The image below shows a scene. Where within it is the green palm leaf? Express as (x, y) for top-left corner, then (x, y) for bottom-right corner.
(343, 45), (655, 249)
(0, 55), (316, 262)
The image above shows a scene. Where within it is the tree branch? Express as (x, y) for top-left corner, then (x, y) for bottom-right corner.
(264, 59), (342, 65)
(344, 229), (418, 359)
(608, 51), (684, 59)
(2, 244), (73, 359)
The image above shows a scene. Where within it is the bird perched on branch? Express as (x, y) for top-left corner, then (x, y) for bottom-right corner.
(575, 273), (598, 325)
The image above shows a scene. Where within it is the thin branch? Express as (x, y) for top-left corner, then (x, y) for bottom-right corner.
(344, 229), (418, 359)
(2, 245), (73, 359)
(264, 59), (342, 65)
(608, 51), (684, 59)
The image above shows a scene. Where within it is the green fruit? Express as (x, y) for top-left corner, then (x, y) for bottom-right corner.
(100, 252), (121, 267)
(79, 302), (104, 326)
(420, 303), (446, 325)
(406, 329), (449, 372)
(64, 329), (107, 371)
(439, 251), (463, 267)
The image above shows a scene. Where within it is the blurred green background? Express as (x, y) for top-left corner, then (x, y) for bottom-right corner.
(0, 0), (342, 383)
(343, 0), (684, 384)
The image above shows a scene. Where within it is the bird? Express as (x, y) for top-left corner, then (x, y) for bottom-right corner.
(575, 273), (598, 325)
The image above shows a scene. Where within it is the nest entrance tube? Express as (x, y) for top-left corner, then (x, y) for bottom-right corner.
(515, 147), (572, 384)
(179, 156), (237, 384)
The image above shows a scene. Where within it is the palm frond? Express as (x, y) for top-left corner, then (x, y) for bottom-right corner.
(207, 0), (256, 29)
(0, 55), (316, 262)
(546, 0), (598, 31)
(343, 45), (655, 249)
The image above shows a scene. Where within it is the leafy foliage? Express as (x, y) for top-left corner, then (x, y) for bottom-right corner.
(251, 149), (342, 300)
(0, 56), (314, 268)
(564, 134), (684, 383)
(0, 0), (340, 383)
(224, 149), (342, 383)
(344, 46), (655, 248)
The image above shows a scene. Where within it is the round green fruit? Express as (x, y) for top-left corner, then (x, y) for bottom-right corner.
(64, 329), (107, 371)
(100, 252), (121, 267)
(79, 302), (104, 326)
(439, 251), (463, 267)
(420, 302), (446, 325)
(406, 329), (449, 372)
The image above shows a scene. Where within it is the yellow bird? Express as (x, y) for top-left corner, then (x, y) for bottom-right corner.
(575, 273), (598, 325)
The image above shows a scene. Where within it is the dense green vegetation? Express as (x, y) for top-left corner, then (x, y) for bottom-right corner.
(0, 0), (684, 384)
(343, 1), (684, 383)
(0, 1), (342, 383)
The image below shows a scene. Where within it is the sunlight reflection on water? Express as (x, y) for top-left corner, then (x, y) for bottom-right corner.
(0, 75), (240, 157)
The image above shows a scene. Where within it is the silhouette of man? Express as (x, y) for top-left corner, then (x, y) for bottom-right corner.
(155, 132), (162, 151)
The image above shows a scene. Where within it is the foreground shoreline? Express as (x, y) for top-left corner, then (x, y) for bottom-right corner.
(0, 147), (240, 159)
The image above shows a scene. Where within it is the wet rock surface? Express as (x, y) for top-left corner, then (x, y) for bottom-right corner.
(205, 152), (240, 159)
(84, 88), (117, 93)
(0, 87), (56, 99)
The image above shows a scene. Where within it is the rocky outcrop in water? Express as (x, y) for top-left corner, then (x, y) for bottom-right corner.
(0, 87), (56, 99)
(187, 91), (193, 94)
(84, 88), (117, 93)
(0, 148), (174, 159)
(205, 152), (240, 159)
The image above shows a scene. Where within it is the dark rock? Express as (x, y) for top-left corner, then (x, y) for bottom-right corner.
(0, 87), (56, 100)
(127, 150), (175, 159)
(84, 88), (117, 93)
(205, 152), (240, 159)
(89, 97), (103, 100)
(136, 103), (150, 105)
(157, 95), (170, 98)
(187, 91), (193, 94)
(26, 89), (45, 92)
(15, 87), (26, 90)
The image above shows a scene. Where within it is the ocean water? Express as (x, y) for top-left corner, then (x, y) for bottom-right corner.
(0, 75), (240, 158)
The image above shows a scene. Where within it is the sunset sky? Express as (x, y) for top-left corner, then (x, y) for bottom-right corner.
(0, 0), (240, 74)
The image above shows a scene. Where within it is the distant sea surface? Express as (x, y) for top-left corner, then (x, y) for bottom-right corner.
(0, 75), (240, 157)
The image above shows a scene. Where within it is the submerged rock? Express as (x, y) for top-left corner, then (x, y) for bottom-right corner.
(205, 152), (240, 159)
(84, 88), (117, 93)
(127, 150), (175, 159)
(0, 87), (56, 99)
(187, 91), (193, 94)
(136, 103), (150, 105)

EXERCISE INSTRUCTIONS
Reproduce all of the data above verbatim, line for line, with nothing left out or changed.

EXERCISE RESPONSE
The image below shows a scene. Where within it is the green palm leaf? Express as (x, y) for top-left corner, then (x, y) for bottom-right corner.
(343, 45), (655, 249)
(0, 55), (316, 262)
The image above shows a scene. Where within it is the tree branch? Express as (x, y) for top-left corner, then (x, y) for bottom-right corner.
(264, 59), (342, 65)
(344, 229), (418, 359)
(608, 51), (684, 59)
(2, 244), (73, 359)
The image above shows a scene. Where within it is the bird perched on branch? Express as (x, y) for top-left corner, then (x, y) for bottom-right corner.
(575, 273), (598, 325)
The image above shows a scene. Where within it is the thin branch? Express as (x, y) for top-left corner, then (x, y) for bottom-right corner.
(344, 229), (418, 359)
(2, 245), (73, 359)
(264, 59), (342, 65)
(608, 51), (684, 59)
The image above shows a scene. Where within it is the green fruit? Express as (x, y) for top-left corner, then (x, y) for bottom-right corner.
(100, 252), (121, 267)
(79, 302), (104, 326)
(420, 303), (446, 325)
(406, 329), (449, 372)
(64, 329), (107, 371)
(439, 251), (463, 267)
The image above shows a scene. Where within it is the blurred green background? Express as (x, y) for top-left corner, then (x, y) for bottom-right corner.
(0, 0), (342, 383)
(343, 0), (684, 384)
The image above shows a scene. Where within it is the bird? Express as (x, y) for top-left corner, then (x, y) for bottom-right corner.
(575, 273), (598, 325)
The image above shows a scene. Where within it is the nest entrance tube? Express as (x, y) for top-left corner, then (x, y) for bottom-right corner.
(515, 147), (572, 384)
(179, 156), (237, 384)
The image above shows a scene. Where within it is the palm frond? Express as (x, y) for top-left corner, then (x, y) for bottom-right corner.
(207, 0), (256, 29)
(0, 55), (316, 262)
(546, 0), (598, 31)
(343, 45), (655, 249)
The image above shows a scene. Where within it is the leafy foliage? Express as (x, y) for top-left corner, then (x, y) for bottom-right corner.
(251, 149), (342, 300)
(0, 56), (314, 268)
(564, 134), (684, 383)
(0, 0), (340, 383)
(224, 149), (342, 383)
(344, 46), (655, 248)
The image above shows a scene. Where within it is the round green fruit? Express as (x, y) for top-left corner, then (x, y) for bottom-right corner.
(64, 329), (107, 371)
(100, 252), (121, 267)
(79, 302), (104, 326)
(439, 251), (463, 267)
(420, 302), (446, 325)
(406, 329), (449, 372)
The image above shows a scene. Where within it is the yellow bird? Express as (x, y) for top-left corner, then (x, y) for bottom-right corner.
(575, 273), (598, 325)
The image above shows a scene. Where within it is the dense green vegetation? Express as (x, y) for top-left corner, then (x, y) for bottom-right corner.
(0, 0), (684, 384)
(343, 1), (684, 383)
(0, 1), (342, 383)
The image below shows a scene. Where within it is the sunlight reflection on water? Express as (x, y) for top-left corner, then (x, y) for bottom-right corner.
(0, 75), (240, 157)
The image above shows a scene. Where within it is the silhouette of man? Express as (x, y) for top-left corner, then (x, y) for bottom-right corner.
(155, 132), (162, 151)
The image above shows a scene. Where within it is the foreground shoreline? Express as (x, y) for top-left corner, then (x, y) for bottom-right corner.
(0, 147), (240, 159)
The image above shows a scene. Where within it is the wet rock surface? Express as (x, y) for top-left corner, then (x, y) for bottom-right corner.
(205, 152), (240, 159)
(84, 88), (117, 93)
(0, 87), (56, 99)
The image above shows a scene. Where within it is the rocky outcrop in water? Express as (x, y) for top-left corner, then (x, y) for bottom-right corner.
(0, 87), (56, 99)
(187, 91), (193, 94)
(84, 88), (117, 93)
(0, 148), (174, 159)
(205, 152), (240, 159)
The image above shows a scene. Where within it is the dark rock? Express as (x, y) for top-left corner, then (x, y) for bottom-right corner.
(0, 87), (56, 100)
(127, 150), (175, 159)
(84, 88), (117, 93)
(205, 152), (240, 159)
(89, 97), (103, 100)
(136, 103), (150, 105)
(157, 95), (170, 98)
(187, 91), (193, 94)
(26, 89), (45, 92)
(15, 87), (26, 90)
The image above shows a scene. Where within it is the ocean water? Express as (x, y) for top-left corner, then (x, y) for bottom-right corner.
(0, 75), (240, 158)
The image above shows a scene. Where within it is the sunset sky? Express as (x, y) for top-left corner, then (x, y) for bottom-right corner.
(0, 0), (240, 74)
The image above shows a scene. Where within it is the distant sea surface? Express as (x, y) for top-left corner, then (x, y) for bottom-right corner.
(0, 75), (240, 157)
The image above shows a scene. Where within it is the submerged rock? Express as (x, y) for top-left corner, then (x, y) for bottom-right corner.
(205, 152), (240, 159)
(84, 88), (117, 93)
(127, 150), (175, 159)
(0, 87), (56, 99)
(187, 91), (193, 94)
(136, 103), (150, 105)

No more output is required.